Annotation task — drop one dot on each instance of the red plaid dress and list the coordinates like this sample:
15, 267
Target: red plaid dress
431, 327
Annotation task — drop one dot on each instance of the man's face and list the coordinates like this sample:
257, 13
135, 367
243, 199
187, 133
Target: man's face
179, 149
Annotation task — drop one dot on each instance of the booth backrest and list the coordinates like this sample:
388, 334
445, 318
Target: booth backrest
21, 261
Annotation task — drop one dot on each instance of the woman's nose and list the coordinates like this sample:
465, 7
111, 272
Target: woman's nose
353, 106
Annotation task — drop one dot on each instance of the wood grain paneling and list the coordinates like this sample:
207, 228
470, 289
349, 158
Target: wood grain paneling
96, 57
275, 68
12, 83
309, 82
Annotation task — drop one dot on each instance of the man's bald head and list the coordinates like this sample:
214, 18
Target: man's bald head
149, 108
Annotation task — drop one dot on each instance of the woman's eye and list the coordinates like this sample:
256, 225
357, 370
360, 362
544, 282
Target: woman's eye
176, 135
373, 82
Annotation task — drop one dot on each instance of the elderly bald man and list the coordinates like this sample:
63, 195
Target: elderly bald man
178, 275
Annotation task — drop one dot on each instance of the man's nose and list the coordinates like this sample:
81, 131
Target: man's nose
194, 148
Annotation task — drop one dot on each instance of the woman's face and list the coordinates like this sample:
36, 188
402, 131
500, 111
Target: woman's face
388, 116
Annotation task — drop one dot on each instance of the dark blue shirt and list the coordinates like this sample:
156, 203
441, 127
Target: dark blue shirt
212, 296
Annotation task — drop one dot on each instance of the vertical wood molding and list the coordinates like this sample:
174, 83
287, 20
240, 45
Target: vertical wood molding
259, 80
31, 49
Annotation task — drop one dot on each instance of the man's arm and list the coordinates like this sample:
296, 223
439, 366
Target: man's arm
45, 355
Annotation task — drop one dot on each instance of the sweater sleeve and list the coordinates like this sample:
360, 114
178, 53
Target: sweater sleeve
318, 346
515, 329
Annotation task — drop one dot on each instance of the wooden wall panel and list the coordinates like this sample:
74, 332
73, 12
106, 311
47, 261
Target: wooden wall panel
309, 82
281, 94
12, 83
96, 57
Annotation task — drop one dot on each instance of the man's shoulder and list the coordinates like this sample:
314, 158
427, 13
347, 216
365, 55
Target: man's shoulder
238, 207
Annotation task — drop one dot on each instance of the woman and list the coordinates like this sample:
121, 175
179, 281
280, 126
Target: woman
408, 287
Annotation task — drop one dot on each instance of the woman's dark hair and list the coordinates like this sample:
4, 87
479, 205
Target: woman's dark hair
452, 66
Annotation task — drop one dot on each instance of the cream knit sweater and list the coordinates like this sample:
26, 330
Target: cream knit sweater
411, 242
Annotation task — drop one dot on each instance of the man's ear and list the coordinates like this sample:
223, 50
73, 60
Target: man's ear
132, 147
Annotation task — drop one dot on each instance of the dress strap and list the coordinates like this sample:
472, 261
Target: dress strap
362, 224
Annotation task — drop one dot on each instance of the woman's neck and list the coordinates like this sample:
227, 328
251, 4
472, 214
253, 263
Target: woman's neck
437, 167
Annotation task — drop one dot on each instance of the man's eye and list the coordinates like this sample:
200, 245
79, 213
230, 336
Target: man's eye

Task item ->
Reproduce the data in its entirety, matching each character.

Answer to the problem ->
Annotation task — drop one dot on each instance of the red plaid dress and list the coordinates like this sample:
15, 267
Target: red plaid dress
431, 327
Annotation task — drop one dot on each instance of the man's face and list the coordinates like this sample:
257, 13
135, 367
243, 199
187, 133
Target: man's face
179, 149
Annotation task — drop one dot on each instance of the booth backrest and list the coordinates like this sample:
388, 334
445, 318
Target: booth backrest
21, 261
Annotation task — drop one dot on each instance of the woman's nose and list the coordinates like this sample:
465, 7
111, 272
Target: woman's nose
353, 106
Annotation task — drop one dot on each instance of the wood grain paneling and list the coordinates like this sample:
207, 228
470, 289
349, 158
Target: wood grain paneling
96, 57
275, 68
12, 83
309, 82
Annotation task — drop one dot on each instance of the man's bald head and list the coordinates like this sample:
214, 18
Target: man's bald head
149, 108
Annotation task — drop one dot on each instance of the woman's eye and list the coordinates like this sample:
256, 225
357, 370
360, 362
544, 282
Target: woman's eye
176, 135
373, 82
Annotation task — drop one dot on each instance of the elderly bald man and list the coordinates like this sample:
63, 195
Target: elderly bald man
178, 275
Annotation task — drop one dot on each instance of the man's nose and list the coordinates like this sample:
81, 131
Target: man's nose
194, 148
Annotation task — drop one dot on each instance of the woman's face and list the coordinates like this sample:
36, 188
402, 131
500, 111
Target: woman's face
388, 116
Annotation task — drop one dot on each instance of the dark blue shirt and list the coordinates like this sample:
156, 203
441, 127
Target: dark blue shirt
212, 296
Annotation task — drop one dot on each instance of the vertical wood molding and list the coordinates like this sample:
174, 83
287, 20
240, 45
Target: vertical wood molding
259, 80
31, 49
Annotation task — drop one dot on each instance of the man's arm and list the coordinates like this sample:
296, 223
439, 366
Target: man's arm
45, 355
Annotation task — drop one dot on each instance of the sweater sleeve and list the coordinates like this sample:
360, 114
178, 53
Target: sweater sleeve
318, 346
515, 329
Annotation task — drop one dot on each instance of the wooden wall panel and list the coordinates like this sample:
74, 332
73, 12
106, 311
47, 261
Target: wooden wall panel
309, 82
281, 94
12, 83
96, 57
Annotation task — drop one dot on each instance of the man's shoulder and list the coordinates like this sample:
314, 158
427, 13
347, 216
365, 55
Target: man's shoulder
238, 207
Annotation task — drop one dot on each instance of the woman and list the coordinates like this sample:
121, 175
179, 281
280, 126
Target: woman
408, 287
Annotation task — drop one dot on each instance of the woman's dark hair and list the coordinates like this sample:
4, 87
479, 205
Target: woman's dark hair
452, 66
Annotation task — drop one dot on each instance of the cream knit sweater and list the coordinates like this sample:
26, 330
Target: cream knit sweater
411, 242
Annotation task — drop one dot on each instance of the man's ear and list the coordinates like this sample:
223, 50
73, 60
Target: man's ear
132, 147
Annotation task — drop one dot on each instance of the dress strap and list the coordinates like this sample:
472, 261
Target: dress strap
362, 224
Annotation task — drop one dot on each instance of the woman's neck and list the coordinates like this sample:
227, 328
251, 4
472, 214
253, 263
Target: woman's neck
437, 167
Annotation task — drop one dot on each instance of the man's eye and list the coordinates like this sample:
200, 245
79, 213
230, 336
Target: man's eye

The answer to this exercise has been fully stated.